Items from a dataset:
§
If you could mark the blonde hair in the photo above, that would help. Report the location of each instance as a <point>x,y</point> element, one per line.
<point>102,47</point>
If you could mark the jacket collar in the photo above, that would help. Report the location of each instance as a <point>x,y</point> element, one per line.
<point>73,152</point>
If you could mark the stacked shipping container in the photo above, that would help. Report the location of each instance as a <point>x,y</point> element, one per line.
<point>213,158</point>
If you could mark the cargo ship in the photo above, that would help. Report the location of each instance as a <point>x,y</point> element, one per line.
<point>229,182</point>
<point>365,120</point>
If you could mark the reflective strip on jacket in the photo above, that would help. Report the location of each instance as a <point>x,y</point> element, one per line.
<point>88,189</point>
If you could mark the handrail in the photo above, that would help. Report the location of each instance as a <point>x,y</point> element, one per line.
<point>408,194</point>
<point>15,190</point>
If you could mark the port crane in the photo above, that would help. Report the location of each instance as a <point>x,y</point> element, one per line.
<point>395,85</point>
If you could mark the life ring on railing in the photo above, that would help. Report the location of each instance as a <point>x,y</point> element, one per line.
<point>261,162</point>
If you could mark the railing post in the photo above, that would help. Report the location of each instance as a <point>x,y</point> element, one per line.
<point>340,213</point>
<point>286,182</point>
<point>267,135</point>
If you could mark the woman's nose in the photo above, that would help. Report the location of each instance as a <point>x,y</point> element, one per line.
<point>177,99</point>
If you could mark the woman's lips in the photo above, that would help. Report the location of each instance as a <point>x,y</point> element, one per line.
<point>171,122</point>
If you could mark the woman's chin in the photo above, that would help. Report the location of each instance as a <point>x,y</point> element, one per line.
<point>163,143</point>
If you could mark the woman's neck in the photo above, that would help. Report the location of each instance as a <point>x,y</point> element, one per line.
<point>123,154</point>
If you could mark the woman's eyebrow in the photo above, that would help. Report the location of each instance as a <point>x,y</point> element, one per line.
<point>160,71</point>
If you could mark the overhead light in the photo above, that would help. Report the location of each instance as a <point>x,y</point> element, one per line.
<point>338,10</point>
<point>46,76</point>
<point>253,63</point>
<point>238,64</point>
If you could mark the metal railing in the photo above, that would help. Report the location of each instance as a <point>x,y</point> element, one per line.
§
BRIEF: Beginning with the line that contains "If you could mark the woman's lips", restate word for word each line through the last one in the data, and write nothing more.

RESPONSE TO THIS TASK:
If you could mark the woman's lips in the photo above, that would help. Report the location of each instance as a <point>x,y</point> element, one per line.
<point>171,122</point>
If you could mark the woman's chin in the photo above, that would help. Report the location of each instance as a <point>x,y</point> element, one per line.
<point>163,143</point>
If you could mark the woman's neck in the photo above, that would help. Report the location of each instance as a <point>x,y</point> element, one per line.
<point>123,154</point>
If you could mark the woman's eyebrow in the photo above, that would help. Report the location of each instance as a <point>x,y</point> element, one per line.
<point>160,71</point>
If you could mark the overhead light in the photo above, that would help. Report the location of each instance as a <point>x,y</point> element, one per line.
<point>338,10</point>
<point>46,76</point>
<point>253,63</point>
<point>238,64</point>
If you could mark the metal railing in the photo above, that would help. Report the location of each instance as a <point>x,y</point> element, one per line.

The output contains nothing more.